What needs to be done
Convert the listing, from its start up to and including the line with "pixel 75 50", into a two-column CSV headed request and answer, with one row per request, each field in double quotes, and line breaks replaced by spaces. Leave out the pictures.
--- start Dataset records ---
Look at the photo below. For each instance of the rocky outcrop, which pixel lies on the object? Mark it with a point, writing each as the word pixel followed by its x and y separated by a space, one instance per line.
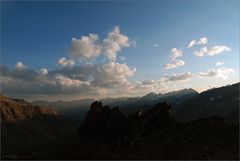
pixel 108 134
pixel 24 125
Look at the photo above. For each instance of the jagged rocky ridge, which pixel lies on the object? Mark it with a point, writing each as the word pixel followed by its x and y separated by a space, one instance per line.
pixel 108 134
pixel 24 125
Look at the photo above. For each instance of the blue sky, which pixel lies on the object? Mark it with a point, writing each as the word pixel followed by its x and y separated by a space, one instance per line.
pixel 39 33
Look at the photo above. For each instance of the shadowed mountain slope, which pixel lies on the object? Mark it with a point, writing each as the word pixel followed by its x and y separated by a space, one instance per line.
pixel 108 134
pixel 24 125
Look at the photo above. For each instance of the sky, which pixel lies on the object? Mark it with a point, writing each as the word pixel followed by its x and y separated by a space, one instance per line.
pixel 75 50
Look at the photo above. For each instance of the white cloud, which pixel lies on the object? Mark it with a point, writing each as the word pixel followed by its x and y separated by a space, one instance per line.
pixel 217 50
pixel 114 43
pixel 112 75
pixel 122 58
pixel 66 82
pixel 19 65
pixel 211 51
pixel 178 77
pixel 202 41
pixel 202 52
pixel 218 73
pixel 85 48
pixel 174 64
pixel 64 62
pixel 43 71
pixel 219 63
pixel 90 47
pixel 191 44
pixel 175 53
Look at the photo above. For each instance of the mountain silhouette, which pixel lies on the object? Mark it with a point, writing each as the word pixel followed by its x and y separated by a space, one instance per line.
pixel 106 133
pixel 24 125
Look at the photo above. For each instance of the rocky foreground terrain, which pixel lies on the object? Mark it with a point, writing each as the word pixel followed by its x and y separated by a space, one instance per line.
pixel 106 133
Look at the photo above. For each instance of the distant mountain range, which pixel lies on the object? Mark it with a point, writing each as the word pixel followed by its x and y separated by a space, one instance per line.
pixel 24 125
pixel 187 104
pixel 223 101
pixel 77 110
pixel 181 125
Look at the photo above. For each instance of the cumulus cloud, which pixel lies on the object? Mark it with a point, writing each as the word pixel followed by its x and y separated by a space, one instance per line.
pixel 112 75
pixel 191 44
pixel 114 43
pixel 174 64
pixel 174 53
pixel 202 52
pixel 89 47
pixel 178 77
pixel 219 63
pixel 43 71
pixel 201 41
pixel 218 73
pixel 86 79
pixel 64 62
pixel 122 58
pixel 19 65
pixel 86 48
pixel 217 50
pixel 211 51
pixel 66 82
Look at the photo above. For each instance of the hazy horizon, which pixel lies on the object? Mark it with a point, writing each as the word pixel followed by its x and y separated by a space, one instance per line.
pixel 78 50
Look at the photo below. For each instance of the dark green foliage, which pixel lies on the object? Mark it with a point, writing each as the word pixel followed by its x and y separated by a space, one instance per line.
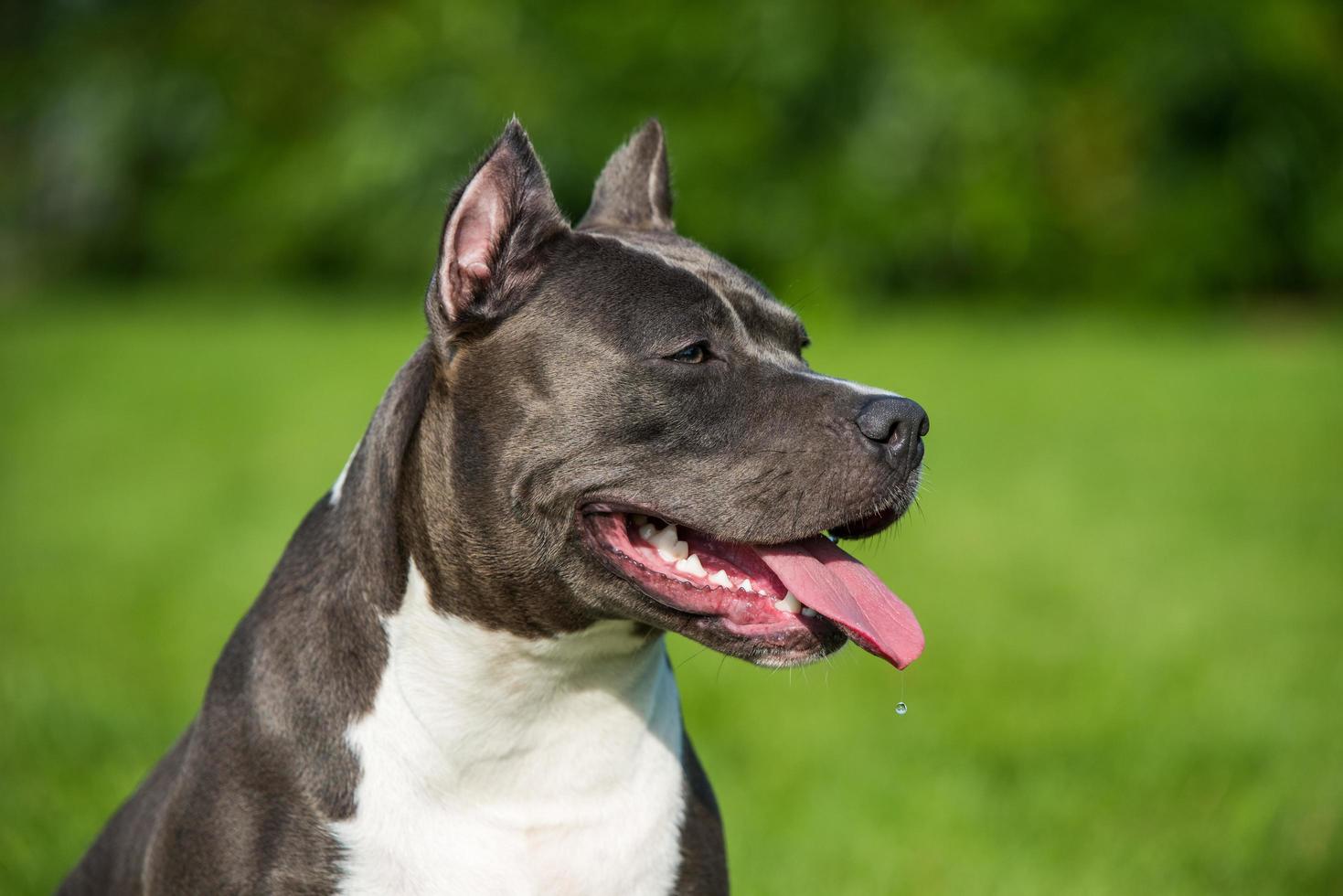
pixel 1041 148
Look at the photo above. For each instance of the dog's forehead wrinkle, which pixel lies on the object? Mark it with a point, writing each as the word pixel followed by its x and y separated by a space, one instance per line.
pixel 762 325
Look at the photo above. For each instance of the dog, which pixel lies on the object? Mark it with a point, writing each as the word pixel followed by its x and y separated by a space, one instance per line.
pixel 455 678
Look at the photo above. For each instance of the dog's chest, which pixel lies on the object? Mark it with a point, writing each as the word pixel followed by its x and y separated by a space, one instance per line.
pixel 495 764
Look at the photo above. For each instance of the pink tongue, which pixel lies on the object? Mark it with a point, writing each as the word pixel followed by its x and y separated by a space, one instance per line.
pixel 847 592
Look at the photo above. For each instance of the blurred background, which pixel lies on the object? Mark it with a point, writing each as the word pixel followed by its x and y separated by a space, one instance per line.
pixel 1103 243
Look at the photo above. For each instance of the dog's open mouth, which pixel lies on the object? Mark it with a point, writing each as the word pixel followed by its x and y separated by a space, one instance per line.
pixel 758 590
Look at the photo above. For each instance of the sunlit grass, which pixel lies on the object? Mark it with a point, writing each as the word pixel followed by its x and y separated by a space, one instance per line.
pixel 1125 560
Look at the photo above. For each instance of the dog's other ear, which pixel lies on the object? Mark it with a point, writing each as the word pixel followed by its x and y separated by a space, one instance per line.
pixel 634 189
pixel 497 225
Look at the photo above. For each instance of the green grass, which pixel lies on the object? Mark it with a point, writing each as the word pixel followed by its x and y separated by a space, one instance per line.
pixel 1125 560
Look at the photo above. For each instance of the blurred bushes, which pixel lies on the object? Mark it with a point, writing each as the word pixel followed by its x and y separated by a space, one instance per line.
pixel 1048 148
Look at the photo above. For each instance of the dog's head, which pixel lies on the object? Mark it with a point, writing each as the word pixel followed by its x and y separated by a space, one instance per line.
pixel 624 426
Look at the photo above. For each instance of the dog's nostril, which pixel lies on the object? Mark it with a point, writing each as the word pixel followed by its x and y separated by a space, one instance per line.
pixel 890 420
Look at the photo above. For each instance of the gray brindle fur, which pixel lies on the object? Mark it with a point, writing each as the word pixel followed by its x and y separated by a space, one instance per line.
pixel 544 386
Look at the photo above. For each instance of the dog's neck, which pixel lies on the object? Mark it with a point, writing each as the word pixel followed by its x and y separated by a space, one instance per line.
pixel 475 692
pixel 487 715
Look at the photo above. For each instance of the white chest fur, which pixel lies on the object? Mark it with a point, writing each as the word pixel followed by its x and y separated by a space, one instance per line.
pixel 497 764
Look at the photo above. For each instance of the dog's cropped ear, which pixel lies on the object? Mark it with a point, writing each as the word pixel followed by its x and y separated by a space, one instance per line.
pixel 634 189
pixel 496 229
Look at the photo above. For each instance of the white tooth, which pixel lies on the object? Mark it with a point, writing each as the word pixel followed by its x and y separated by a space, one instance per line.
pixel 665 539
pixel 690 566
pixel 678 552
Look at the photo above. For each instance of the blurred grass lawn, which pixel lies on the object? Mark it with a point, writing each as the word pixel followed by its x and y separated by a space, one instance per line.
pixel 1127 561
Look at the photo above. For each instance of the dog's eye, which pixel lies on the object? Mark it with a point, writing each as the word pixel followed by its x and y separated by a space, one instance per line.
pixel 698 354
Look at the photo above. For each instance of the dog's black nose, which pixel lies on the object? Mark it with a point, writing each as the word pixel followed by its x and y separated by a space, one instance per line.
pixel 899 423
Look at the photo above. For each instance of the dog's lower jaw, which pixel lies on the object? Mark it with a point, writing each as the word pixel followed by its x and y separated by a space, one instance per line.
pixel 497 763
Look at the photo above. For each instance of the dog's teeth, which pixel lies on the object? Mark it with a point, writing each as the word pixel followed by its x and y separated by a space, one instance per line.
pixel 678 552
pixel 664 540
pixel 690 566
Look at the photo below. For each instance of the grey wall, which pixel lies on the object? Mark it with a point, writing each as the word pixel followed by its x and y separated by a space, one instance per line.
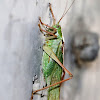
pixel 20 52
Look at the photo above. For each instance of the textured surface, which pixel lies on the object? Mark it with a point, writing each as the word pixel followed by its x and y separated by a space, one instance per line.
pixel 20 53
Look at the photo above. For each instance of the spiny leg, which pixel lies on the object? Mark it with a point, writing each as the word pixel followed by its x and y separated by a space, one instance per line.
pixel 53 56
pixel 54 20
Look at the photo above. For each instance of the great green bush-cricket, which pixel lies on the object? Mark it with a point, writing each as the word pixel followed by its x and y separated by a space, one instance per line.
pixel 52 60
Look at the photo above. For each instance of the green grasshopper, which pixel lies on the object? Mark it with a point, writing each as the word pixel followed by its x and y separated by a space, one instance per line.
pixel 52 60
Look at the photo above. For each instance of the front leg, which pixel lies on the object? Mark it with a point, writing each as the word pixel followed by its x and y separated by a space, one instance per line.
pixel 54 57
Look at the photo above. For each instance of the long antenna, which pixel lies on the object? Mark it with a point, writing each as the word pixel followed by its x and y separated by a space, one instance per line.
pixel 66 11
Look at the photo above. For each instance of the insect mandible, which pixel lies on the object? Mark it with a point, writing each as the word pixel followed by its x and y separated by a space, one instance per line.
pixel 52 60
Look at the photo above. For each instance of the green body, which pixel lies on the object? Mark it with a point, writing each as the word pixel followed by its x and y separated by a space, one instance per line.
pixel 51 70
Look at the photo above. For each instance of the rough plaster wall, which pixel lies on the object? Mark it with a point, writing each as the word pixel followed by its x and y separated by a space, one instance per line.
pixel 20 40
pixel 20 53
pixel 85 84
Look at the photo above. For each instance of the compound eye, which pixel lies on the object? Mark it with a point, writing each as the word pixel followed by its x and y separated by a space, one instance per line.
pixel 58 26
--- end Dataset records ---
Reply to the task
request,answer
"Look at the photo below. For each instance of the rocky outcrop, which pixel lies on the object? Mark it with a point, writing each as the word pixel followed by its x and y separated by a space, one instance per line.","pixel 108 134 pixel 24 125"
"Look at the photo above. For each instance of the jagged rocky ridge, which pixel lies on the object? Mark it with a point, writing each as the word pixel followed by its x and y separated by a space, one instance per line.","pixel 108 134 pixel 24 125"
"Look at the photo above. For each instance of the blue sky, which pixel lies on the object? Mark it with a point, writing each as the word pixel followed by its x and y separated by a space, one instance per line.","pixel 39 33"
"Look at the photo above. For each instance of the shadowed mountain slope, which pixel lies on the object? Mark it with a point, writing each as the word pixel followed by its x and y separated by a space, one instance per line.","pixel 108 134 pixel 24 125"
"Look at the photo above. For each instance of the sky, which pixel lies on the object? Mark it with a point, writing each as the word pixel followed by its x and y separated by a space, one instance per line.","pixel 75 50"